What the task asks:
Reduce the material below to its lines containing "vertices".

Recorded information:
▬▬▬

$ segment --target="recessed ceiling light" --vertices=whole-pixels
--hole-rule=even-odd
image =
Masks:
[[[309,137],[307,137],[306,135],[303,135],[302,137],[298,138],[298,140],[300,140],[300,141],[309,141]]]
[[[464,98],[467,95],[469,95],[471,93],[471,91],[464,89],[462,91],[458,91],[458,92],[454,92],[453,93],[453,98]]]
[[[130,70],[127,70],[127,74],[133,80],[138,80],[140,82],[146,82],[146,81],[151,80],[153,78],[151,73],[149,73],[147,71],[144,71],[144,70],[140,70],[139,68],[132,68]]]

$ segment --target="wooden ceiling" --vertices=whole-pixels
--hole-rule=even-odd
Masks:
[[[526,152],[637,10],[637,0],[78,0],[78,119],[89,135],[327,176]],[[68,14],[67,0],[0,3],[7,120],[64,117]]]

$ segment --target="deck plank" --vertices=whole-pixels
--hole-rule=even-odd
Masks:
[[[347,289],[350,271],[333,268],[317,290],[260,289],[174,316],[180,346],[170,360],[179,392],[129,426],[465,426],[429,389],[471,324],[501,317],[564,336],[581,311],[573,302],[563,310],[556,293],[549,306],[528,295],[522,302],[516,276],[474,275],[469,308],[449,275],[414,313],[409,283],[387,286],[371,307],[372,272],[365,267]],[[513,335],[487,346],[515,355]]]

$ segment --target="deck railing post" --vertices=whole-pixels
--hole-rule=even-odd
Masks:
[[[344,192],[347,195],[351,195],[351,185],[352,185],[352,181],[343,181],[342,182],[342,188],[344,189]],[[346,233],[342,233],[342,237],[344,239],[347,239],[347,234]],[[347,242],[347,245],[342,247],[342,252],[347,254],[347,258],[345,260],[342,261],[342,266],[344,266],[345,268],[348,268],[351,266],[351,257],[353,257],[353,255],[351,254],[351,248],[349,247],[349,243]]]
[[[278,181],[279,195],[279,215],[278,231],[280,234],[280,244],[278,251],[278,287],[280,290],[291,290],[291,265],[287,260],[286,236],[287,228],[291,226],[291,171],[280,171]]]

▬▬▬

Response area:
$ segment --target="recessed ceiling light" --vertices=whole-pixels
$ segment --target="wooden ceiling" --vertices=whole-pixels
$ segment --target="deck plank" --vertices=whole-pixels
$ segment --target="deck railing post" --vertices=whole-pixels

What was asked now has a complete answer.